---------- PASSAGE GIVEN ----------
Musk declared the safety level of Tesla’s autopilot based on one accident, and this engineer only used one takeover to claim to have completed the task.If we continue testing and experience another takeover after only driving for 10 kilometers, what does this mean for our autonomous driving system? Following the engineer’s thinking, does it mean our autonomous driving level only reaches 1600 kilometers (or 1605 kilometers, which is not much different) without intervention, which is far from our team’s target level? Or are we just unlucky? If Musk intentionally did it for commercial purposes, what motives are driving this engineer’s behavior? Is he also being driven by “interest” or “the desire for achievement”?

Using the Tesla example of Morgan Stanley’s use of the Z-test for confidence levels: In order to prove that an assistant driver is safer than a human driver, they need to accumulate nearly 100 fatal accidents to obtain a solution, and they derive that 10 billion miles of total driving distance is needed. Of course, these analyses are done using the common 95 percent confidence level used in engineering.

In the case of a 3000 kilometer intervention-free drive: To prove that we have reached a level of 3000 kilometers without intervention, we need to accumulate nearly 100 interventions to prove that the average intervention mileage is no less than 3000 kilometers. This leads to the conclusion that at least 300,000 kilometers of total test mileage is needed.

Given a testing scope of 20 vehicles, with each vehicle testing 500 kilometers per day, it would take 30 days to complete the 300,000 kilometer test. Additionally, to achieve a level of intervention-free driving for 3000 kilometers, incremental optimization of the intelligent driving system is required, with staged tests and verifications for these optimization measures.

After X1 optimization, testing and verification can reach a level of 1000 kilometers without intervention; after X2 optimization, testing verification can reach a level of 2000 kilometers without intervention. Theoretically, these staged tests and verifications also require testing as described above for intervention-free driving of 3000 kilometers, which requires the accumulation of nearly 100 interventions for evaluation. Correspondingly, it would take about 10 and 20 more days of testing verification to form an evaluation cycle. If the optimization measures are not effective and do not meet the staged goals after testing verification, then another round of optimization and testing evaluation is required.
---------- RECORD SET ----------
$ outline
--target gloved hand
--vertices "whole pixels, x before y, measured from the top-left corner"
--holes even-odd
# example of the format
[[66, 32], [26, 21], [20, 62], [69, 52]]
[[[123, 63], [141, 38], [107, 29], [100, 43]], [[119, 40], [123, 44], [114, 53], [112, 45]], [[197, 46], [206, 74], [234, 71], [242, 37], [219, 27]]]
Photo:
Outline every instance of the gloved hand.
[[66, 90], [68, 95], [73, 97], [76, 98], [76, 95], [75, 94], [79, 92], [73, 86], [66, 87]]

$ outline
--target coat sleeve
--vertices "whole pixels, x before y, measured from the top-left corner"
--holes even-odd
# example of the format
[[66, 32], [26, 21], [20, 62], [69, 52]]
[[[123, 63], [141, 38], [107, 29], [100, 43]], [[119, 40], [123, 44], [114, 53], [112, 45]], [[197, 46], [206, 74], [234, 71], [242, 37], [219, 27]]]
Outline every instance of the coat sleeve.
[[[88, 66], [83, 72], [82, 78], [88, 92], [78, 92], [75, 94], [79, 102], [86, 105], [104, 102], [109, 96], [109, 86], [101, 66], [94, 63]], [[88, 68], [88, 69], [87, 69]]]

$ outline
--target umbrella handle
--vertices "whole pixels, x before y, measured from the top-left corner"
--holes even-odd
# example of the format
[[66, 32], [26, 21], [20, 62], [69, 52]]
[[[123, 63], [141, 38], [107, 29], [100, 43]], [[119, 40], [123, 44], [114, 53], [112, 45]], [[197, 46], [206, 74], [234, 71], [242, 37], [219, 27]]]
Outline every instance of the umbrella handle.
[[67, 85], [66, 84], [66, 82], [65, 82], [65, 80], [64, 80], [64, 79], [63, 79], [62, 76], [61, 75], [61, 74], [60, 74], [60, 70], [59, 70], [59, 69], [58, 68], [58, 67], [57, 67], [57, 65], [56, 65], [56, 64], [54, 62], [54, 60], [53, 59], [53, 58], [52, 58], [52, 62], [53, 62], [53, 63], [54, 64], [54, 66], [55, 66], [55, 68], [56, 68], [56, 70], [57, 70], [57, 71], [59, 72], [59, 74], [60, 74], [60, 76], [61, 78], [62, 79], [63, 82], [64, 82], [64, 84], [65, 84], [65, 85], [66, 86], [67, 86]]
----------
**TASK SET**
a - Summarize the passage on autonomous driving tests in two sentences.
b - Answer these questions from the passage on autonomous driving tests:
(i) According to the Morgan Stanley analysis, roughly how many fatal accidents must be accumulated?
(ii) What confidence level do these analyses use?
(iii) After X2 optimization, what level can testing verification reach?
c - In the passage on autonomous driving tests, reproduce the text from "Given a testing" to "these optimization measures.", substituting "twenty vehicles" for "20 vehicles".
The material placed after the passage is separate from it.

**ANSWERS**
a - The passage questions claims about autonomous driving levels that rest on a single accident or a single takeover. It explains that proving a 3000-kilometer intervention-free level requires nearly 100 interventions and at least 300,000 kilometers of testing, which 20 vehicles driving 500 kilometers per day would need 30 days to complete, and that staged optimizations such as X1 and X2 require their own testing and verification.

b -
(i) Nearly 100.
(ii) The 95 percent confidence level.
(iii) 2000 kilometers without intervention.

c -
Given a testing scope of twenty vehicles, with each vehicle testing 500 kilometers per day, it would take 30 days to complete the 300,000 kilometer test. Additionally, to achieve a level of intervention-free driving for 3000 kilometers, incremental optimization of the intelligent driving system is required, with staged tests and verifications for these optimization measures.